▸ Goal of the exercise: The expected output is every entry below, exact in every character.

▸ Saved entries:

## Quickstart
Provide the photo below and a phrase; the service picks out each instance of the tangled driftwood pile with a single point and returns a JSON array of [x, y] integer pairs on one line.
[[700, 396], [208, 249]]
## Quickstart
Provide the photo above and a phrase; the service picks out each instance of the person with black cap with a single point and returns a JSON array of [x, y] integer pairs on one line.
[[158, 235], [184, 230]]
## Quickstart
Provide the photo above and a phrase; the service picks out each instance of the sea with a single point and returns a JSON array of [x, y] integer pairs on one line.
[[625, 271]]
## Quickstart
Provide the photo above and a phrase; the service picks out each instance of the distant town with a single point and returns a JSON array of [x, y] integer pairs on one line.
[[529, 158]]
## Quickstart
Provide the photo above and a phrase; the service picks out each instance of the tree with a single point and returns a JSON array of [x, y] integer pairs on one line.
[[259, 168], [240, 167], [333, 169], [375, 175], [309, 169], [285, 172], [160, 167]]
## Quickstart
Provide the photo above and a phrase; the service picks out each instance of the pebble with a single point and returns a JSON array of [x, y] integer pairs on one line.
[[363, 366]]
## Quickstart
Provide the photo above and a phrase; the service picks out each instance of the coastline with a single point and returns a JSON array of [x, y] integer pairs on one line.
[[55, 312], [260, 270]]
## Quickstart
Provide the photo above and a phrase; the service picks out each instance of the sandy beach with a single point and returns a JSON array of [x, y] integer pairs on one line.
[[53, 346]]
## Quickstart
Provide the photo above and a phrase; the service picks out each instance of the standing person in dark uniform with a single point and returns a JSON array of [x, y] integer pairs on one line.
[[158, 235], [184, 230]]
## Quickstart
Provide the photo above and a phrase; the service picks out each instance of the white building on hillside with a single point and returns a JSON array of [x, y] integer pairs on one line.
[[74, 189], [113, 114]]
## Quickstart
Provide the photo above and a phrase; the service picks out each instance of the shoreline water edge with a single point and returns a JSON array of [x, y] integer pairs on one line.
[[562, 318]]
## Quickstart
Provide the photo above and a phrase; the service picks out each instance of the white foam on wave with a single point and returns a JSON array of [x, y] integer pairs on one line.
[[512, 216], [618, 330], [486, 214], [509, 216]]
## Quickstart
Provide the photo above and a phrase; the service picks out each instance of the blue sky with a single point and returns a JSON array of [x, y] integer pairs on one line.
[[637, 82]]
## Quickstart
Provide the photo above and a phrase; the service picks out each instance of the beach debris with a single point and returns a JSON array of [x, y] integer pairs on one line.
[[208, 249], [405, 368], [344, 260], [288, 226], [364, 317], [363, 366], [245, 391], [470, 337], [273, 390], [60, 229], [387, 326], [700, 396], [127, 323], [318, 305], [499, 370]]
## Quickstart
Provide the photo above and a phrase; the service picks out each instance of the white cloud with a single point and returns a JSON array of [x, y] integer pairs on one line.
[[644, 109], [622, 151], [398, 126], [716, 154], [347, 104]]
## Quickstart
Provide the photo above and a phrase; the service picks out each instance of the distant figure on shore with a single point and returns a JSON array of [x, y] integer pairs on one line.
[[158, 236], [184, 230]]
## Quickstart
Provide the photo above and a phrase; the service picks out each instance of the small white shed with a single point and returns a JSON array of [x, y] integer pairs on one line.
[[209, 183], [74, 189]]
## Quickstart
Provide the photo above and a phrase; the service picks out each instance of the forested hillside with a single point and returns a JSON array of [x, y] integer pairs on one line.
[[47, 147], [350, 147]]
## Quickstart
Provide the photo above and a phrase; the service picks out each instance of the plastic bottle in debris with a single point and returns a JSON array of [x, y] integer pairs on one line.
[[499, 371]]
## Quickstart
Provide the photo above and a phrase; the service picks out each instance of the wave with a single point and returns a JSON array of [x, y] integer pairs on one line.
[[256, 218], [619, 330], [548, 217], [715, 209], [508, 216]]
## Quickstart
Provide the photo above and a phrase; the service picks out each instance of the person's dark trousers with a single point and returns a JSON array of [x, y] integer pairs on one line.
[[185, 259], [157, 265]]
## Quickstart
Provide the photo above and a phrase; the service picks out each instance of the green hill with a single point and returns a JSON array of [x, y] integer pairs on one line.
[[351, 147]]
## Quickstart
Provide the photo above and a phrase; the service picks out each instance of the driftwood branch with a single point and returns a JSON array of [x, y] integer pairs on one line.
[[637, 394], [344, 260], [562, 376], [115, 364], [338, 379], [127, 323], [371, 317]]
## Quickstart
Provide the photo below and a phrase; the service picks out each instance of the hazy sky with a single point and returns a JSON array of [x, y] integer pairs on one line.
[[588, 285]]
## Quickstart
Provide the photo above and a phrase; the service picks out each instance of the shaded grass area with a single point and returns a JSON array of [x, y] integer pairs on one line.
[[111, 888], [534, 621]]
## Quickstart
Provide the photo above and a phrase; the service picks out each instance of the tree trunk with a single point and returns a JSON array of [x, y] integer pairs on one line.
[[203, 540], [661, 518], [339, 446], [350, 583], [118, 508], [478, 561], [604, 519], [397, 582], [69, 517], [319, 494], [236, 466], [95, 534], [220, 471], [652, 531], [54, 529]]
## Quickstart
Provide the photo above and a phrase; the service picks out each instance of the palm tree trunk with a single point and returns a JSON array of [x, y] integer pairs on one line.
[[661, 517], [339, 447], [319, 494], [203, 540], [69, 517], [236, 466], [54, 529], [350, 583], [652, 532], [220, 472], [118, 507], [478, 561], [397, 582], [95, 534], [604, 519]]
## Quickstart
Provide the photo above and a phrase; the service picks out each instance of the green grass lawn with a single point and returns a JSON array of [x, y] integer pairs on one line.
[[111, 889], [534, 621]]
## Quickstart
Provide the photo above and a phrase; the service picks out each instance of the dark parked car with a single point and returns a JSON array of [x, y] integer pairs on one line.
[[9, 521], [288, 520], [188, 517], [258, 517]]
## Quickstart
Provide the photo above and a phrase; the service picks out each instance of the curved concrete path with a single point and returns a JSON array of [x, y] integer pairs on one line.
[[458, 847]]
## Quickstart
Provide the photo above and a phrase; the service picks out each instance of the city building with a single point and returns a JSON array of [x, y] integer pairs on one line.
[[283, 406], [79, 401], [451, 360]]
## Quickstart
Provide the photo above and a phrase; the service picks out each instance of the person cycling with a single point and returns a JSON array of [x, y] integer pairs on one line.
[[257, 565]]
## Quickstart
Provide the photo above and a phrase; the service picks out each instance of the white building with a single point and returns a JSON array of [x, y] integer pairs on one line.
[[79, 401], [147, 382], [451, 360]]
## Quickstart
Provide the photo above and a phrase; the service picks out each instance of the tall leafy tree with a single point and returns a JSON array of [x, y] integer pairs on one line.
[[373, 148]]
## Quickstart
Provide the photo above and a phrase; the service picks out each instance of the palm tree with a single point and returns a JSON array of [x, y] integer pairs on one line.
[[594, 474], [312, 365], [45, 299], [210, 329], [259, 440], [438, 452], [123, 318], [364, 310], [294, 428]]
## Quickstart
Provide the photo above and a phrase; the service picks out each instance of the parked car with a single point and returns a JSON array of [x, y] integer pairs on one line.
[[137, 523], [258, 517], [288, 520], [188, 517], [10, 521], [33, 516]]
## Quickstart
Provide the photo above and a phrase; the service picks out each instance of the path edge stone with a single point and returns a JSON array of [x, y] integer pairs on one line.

▸ Reply:
## Quickstart
Provide the photo below and a phrase; the service picks out each instance of the tangled driftwood pile with a single point and returns a JSON array of [x, y] integer pairs on one line.
[[700, 396], [208, 249]]
## Quickstart
Provide the photo above and a phrase; the service picks out each instance of the person with black cap with a single point and returns a JSON array of [x, y] integer pairs on one line.
[[158, 235], [184, 230]]
## Quickstart
Provide the photo above and a phrase; the service picks out each instance of the sea with a single point and returns a JSON array of [x, y] integer pairs on one line.
[[625, 271]]
## Quickstart
Provide the photo above and a phrase; the service picks out each instance of the distant town with a single point and returns a JSON array of [x, y] integer pairs on one line.
[[529, 158]]
## Quickstart
Provide the photo above and a phrase; the service picks out each instance of the tree with a single point and returns a JSON array of [x, y] integer pairs on one line.
[[259, 168], [240, 167], [333, 169], [375, 175], [309, 169], [285, 172], [160, 167]]
## Quickstart
Provide the photo above and a phrase; the service picks out each instance of the pebble with a single point and returns a JSON array of [x, y] integer pairs on one line.
[[363, 366]]
## Quickstart
Provide the photo above and a phrase; the service picks out each instance of the coastline with a single point and returns a JSON array of [x, y] integer pairs on one line.
[[55, 312], [260, 270]]
## Quickstart
Provide the photo above and a phrase; the service picks out each instance of the sandy beach with a single point and returns a JSON array of [x, y] integer pairs on one line.
[[53, 346]]
## Quickstart
Provide the photo above and a phrase; the service picks out each instance of the standing person in dark uniform with a single point and returns a JSON array of [x, y] integer pairs on one line.
[[158, 235], [184, 230]]
## Quickstart
Provide the photo above and a phrase; the service picks out each instance of the white building on hillside with a single point and returns a JSON array of [x, y] integer pairs on one line.
[[74, 189], [113, 114]]
## Quickstart
Provide the photo above and a phrase; the service picks out each instance of the shoreline water edge with a single point and returns a JSON array of [x, y] integer pairs on one line.
[[562, 318]]
## Quickstart
Provide the photo above and a phrase; the service picks out each instance of the white foam on wave with a single point and returns a JSON array of [x, y] integer pairs on one line.
[[512, 216], [618, 330], [486, 214], [509, 216]]
## Quickstart
Provide the photo above and a phrase; the service picks out each instance of the blue sky with a single point and returns a JSON array of [x, y] integer pairs on one line.
[[637, 82]]
## Quickstart
Provide the photo above and a phrase; the service picks out each instance of the beach debris with a single point and returns a JSON array of [x, y] integer pairs on one line.
[[208, 249], [405, 368], [344, 260], [288, 226], [364, 317], [363, 366], [245, 391], [470, 337], [273, 390], [60, 229], [387, 326], [700, 396], [127, 323], [318, 305], [499, 370]]
## Quickstart
Provide the photo above and a phrase; the service picks out each instance of the white cloud with a single point and returns a JSON array of [x, y] integer pairs on one line.
[[644, 109], [622, 151], [398, 126], [716, 154], [347, 104]]
## Quickstart
Provide the photo above and a phrase; the service picks out each instance of the distant figure on shore with a single point and returns a JSON array of [x, y] integer pairs on one line.
[[158, 236], [184, 230]]
## Quickstart
Provide the photo above and a phrase; the service picks out each instance of the small white shed with a single point and returns a JSON array of [x, y] integer pairs on one line.
[[209, 183], [74, 189]]
## Quickstart
Provide the photo above and a phrase; the service picks out each instance of the forested hillside with a single point and returns a JSON array of [x, y] integer pairs on one line.
[[47, 147], [350, 147]]
## Quickstart
Provide the photo above and a phrase; the service picks out each instance of the plastic bottle in debris with a single point and returns a JSON array of [x, y] integer pairs on one line.
[[499, 371]]
## Quickstart
Provide the photo above and a phrase; the service picks out each instance of the wave with a single point and returns a JSON array of [x, y] integer pairs on one line.
[[256, 218], [619, 330], [548, 217], [715, 209], [508, 216]]
## Quickstart
Provide the photo above and a phrase; the service picks out each instance of the person's dark trousers with a single point and returns a JSON array of [x, y] integer pairs on one line.
[[185, 259], [157, 265]]
## Quickstart
Provide the photo above and a phrase; the service picks out each instance of the green hill with a single point and returns a JSON array of [x, y] integer pairs on one line.
[[351, 147]]
## Quickstart
Provide the photo above and a phrase; the service picks out each instance of the driftwood branch with a single point and returns a JSON array of [x, y] integer pairs on one line.
[[637, 394], [344, 260], [562, 376], [115, 364], [338, 379], [127, 323], [371, 317]]
## Quickstart
Provide the photo below and a phrase; the service picks out each instance of the hazy sky with a single point and returns a JSON array of [x, y] integer pairs on one line.
[[588, 285]]
## Quickstart
Provide the photo above and a phrase; the service picks out each instance of the shaded grass area with a single point and returns a JSON array of [x, y] integer pairs on one line.
[[111, 888], [534, 621]]
## Quickstart
Provide the photo above and a phrase; the service picks out each instance of the tree trunk with a single point and returns a JSON array of [x, y] integer pairs on one line.
[[203, 540], [661, 518], [339, 446], [350, 583], [118, 508], [478, 561], [604, 519], [397, 582], [69, 517], [319, 494], [236, 466], [95, 534], [220, 471], [652, 531], [54, 529]]
## Quickstart
Provide the photo above and a phrase; the service picks out each instance of the palm tree trunk with a single point and returns a JSON array of [x, y] integer pairs on one line.
[[661, 517], [339, 447], [319, 494], [203, 540], [69, 517], [236, 466], [54, 529], [350, 583], [652, 532], [220, 472], [118, 507], [478, 561], [397, 582], [95, 534], [604, 519]]
## Quickstart
Provide the photo above and a phrase; the service picks out each instance of the green grass lawn with a single point and returns a JSON array of [x, y] integer pairs on one line.
[[111, 889], [534, 621]]
## Quickstart
Provide the photo above and a phrase; the service picks out each instance of the dark parked car with a single point and returns a JSON array of [x, y] integer pairs on one line.
[[9, 521], [288, 520], [188, 517], [258, 517]]
## Quickstart
Provide the photo above and a phrase; the service picks out each instance of the curved concrete path with a single point and returns a JSON array of [x, y] integer pairs on one line.
[[458, 847]]
## Quickstart
Provide the photo above and a phrase; the service picks out each instance of the city building with a single point and returns a JSON array of [x, y] integer pairs on one line.
[[283, 406], [79, 401], [451, 360]]
## Quickstart
Provide the photo above and a phrase; the service picks out each instance of the person cycling with a single point and returns a JSON array of [x, y] integer pairs on one line.
[[257, 565]]
## Quickstart
Provide the photo above and a phrase; the service picks out each instance of the white building with a single point and returns a JSON array of [x, y] integer pairs on one line.
[[79, 401], [147, 382], [451, 360]]
## Quickstart
Provide the photo above and a phrase; the service picks out each instance of the tall leafy tree with a single point and returns a JSON array of [x, y] integer pairs on one line.
[[373, 148]]
## Quickstart
Provide the photo above and a phrase; the service picks out each instance of the palm tree with a single point and returns a JSON array of [x, y] integer pairs on one line.
[[594, 474], [312, 365], [45, 299], [210, 329], [259, 440], [438, 452], [123, 318], [364, 310], [294, 428]]
## Quickstart
Provide the photo above and a phrase; the service picks out each instance of the parked car with a single point and returns a JSON array of [x, y] integer pairs on one line.
[[137, 523], [258, 517], [288, 520], [188, 517], [10, 521], [33, 516]]
## Quickstart
Provide the photo above and a phrase; the service picks out each instance of the path edge stone with a single point and returns a JSON array of [x, y] integer pairs on one line.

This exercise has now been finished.